[Start of Attachment]

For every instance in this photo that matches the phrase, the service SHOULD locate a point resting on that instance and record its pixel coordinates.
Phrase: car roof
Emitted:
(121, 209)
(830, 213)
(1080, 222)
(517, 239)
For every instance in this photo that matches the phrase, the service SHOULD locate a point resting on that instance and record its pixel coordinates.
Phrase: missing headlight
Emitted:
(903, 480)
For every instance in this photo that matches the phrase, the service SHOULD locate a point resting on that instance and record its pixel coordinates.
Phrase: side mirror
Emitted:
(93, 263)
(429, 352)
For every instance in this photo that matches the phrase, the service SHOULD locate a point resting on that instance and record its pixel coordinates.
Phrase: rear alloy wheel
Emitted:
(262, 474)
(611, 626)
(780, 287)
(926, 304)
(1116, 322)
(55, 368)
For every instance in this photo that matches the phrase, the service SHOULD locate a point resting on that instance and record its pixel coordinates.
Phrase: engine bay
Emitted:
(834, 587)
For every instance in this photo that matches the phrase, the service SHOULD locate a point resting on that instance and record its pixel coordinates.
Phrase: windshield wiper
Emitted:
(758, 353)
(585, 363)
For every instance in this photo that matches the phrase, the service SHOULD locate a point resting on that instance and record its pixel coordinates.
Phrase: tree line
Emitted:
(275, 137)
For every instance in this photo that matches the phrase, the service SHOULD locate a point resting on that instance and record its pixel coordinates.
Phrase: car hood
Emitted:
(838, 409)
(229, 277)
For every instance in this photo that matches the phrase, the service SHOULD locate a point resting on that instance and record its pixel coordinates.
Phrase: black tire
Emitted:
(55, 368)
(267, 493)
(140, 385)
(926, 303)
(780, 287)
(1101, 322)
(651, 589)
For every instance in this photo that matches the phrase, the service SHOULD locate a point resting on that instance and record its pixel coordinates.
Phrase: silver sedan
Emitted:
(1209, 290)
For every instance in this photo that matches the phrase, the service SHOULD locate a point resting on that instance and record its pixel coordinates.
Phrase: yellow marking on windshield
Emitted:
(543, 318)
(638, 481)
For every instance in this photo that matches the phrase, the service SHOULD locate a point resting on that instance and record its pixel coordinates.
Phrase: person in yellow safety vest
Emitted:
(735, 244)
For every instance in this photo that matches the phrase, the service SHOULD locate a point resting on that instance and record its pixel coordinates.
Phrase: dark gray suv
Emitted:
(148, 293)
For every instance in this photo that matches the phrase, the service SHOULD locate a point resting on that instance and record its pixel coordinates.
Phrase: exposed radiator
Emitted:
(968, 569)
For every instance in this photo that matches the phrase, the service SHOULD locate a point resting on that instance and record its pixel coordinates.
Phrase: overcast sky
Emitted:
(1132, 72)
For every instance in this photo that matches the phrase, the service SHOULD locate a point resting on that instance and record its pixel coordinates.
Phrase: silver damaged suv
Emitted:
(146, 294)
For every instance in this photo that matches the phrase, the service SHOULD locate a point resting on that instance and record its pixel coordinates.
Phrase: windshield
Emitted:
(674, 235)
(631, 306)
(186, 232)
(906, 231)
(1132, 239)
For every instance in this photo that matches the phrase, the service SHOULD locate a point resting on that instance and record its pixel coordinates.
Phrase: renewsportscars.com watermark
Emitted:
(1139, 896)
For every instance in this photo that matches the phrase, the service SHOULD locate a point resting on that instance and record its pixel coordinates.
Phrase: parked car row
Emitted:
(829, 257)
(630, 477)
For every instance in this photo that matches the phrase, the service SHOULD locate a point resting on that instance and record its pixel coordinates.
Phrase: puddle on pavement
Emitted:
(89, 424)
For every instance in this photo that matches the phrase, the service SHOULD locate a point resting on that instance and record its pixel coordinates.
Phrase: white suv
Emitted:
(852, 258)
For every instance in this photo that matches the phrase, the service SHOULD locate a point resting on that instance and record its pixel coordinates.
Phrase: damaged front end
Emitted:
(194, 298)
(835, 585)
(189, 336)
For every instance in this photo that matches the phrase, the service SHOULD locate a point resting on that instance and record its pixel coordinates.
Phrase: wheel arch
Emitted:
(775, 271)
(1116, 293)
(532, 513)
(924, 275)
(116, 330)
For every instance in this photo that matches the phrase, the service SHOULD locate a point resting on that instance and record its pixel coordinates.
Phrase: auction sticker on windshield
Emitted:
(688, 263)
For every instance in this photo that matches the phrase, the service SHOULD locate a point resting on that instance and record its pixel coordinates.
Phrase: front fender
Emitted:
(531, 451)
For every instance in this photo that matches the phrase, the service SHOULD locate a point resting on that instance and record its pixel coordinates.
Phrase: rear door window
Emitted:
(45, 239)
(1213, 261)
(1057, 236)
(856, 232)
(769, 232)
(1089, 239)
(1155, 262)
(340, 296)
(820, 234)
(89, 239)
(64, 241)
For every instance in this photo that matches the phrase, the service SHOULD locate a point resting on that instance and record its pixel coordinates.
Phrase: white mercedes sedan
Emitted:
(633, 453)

[End of Attachment]

WHAT NEEDS TO BE DONE.
Set each line down exactly, beginning at the one containing "Phrase: rear door window" and ending at the last line of the material above.

ANSWER TO THE EXERCISE.
Phrase: rear door window
Emitted:
(45, 239)
(1213, 261)
(1057, 236)
(856, 232)
(769, 232)
(1089, 239)
(1155, 262)
(340, 296)
(820, 234)
(89, 239)
(64, 241)
For every instance in this photo that matches the phrase, the service SHOULD locate a point resting on that instance and record its pixel coordinates.
Phrase: white mercedes sedan
Emitted:
(633, 453)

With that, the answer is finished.